Provided information:
┌────────
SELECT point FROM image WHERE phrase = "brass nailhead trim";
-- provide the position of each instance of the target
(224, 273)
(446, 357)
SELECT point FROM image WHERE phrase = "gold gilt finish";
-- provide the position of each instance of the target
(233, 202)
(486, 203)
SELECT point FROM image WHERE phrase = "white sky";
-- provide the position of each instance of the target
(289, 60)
└────────
Task details:
State the number of lines above that hold the word "point", and say nothing else.

Answer space:
3